Extrait du document:
_ _ _ _ _ _ _

Guerre en Ukraine«À Kharkiv, on n’est en sécurité nulle part»
Soumise à d’intenses bombardements, la deuxième ville du pays compte quotidiennement ses morts, selon son maire.
Les tirs d’artillerie résonnent dans un quartier de l’ouest de Kharkiv, sous le feu russe depuis des semaines, mais le maire de la deuxième ville d’Ukraine, Igor Terekhov, y prête à peine attention. «Les agresseurs essayent de transformer Kharkiv en une ville lamentable, similaire à celles qu’ils ont en Russie», assène le maire dans un entretien. «Mais ils n’y parviendront pas», jure l’édile de 55 ans, élu en novembre dernier, quelques mois avant l’invasion russe de l’Ukraine.
Kharkiv, ville majoritairement russophone à quelques dizaines de km de la frontière, s’est trouvée en première ligne dès le 24 février, et a été le théâtre d’intenses bombardements et combats. Mais les Russes n’ont jamais pu l’occuper, et ont reculé face à l’armée ukrainienne, à partir de la mi-avril. La cité reste cependant soumise à d’intenses bombardements, et compte quotidiennement ses morts.

_ _ _ _ _ _ _

Vérifier sa compréhension:
- A) Répondez à ces questions d'après l'article sur Kharkiv :
(i) Quel âge a le maire Igor Terekhov ?
(ii) Depuis quelle date la ville se trouve-t-elle en première ligne ?
(iii) À partir de quand les Russes ont-ils reculé face à l'armée ukrainienne ?
- B) Reprenez l'article sur Kharkiv à la suite de sa dernière phrase et poursuivez-le.

(Entrées du jeu de données)
_ _ _ _ _ _ _

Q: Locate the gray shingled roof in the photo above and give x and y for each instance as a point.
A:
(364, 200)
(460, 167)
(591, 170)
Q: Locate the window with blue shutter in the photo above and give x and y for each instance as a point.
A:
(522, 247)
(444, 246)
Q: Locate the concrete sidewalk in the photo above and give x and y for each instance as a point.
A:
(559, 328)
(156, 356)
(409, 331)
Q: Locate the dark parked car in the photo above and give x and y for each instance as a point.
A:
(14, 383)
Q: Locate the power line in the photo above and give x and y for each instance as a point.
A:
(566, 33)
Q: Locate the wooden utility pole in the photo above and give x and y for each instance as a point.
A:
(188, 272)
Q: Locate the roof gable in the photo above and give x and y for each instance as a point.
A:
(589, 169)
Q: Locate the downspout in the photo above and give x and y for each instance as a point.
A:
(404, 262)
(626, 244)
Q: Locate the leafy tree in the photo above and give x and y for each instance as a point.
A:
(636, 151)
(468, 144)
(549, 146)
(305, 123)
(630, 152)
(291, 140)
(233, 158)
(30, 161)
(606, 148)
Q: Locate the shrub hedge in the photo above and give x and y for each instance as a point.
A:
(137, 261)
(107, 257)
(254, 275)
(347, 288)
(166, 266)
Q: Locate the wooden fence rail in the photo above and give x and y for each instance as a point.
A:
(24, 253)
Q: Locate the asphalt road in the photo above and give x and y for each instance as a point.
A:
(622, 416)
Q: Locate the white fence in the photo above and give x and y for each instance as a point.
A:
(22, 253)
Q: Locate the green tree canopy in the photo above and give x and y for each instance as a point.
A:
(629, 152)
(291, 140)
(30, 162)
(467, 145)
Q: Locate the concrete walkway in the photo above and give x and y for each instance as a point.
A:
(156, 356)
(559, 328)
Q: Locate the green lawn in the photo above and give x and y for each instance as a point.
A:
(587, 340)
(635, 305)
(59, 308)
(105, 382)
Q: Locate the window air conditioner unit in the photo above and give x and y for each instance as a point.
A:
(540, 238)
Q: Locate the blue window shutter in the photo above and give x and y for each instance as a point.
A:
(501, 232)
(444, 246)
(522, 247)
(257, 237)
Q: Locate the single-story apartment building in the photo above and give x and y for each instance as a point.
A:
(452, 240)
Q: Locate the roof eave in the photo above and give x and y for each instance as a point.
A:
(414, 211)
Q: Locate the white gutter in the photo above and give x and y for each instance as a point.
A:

_ _ _ _ _ _ _

Réponses proposées:
- A)
(i) 55 ans.
(ii) Depuis le 24 février.
(iii) À partir de la mi-avril.

- B)
Aucun quartier sûr
La photo d’un père en état de choc tenant la main de son fils, un jeune adolescent, tué près d’un abribus de Kharkiv, la semaine dernière, pourrait à elle seule résumer la souffrance endurée par la ville. «Nous avons neuf quartiers dans la ville et ils sont tous frappés avec une intensité variable et à des moments différents. Donc on peut dire qu’aucun endroit de Kharkiv n’est sûr», résume le maire. «Oui, vous êtes en sécurité dans les abris et dans le métro. Mais c’est à peu près tout», ajoute-t-il.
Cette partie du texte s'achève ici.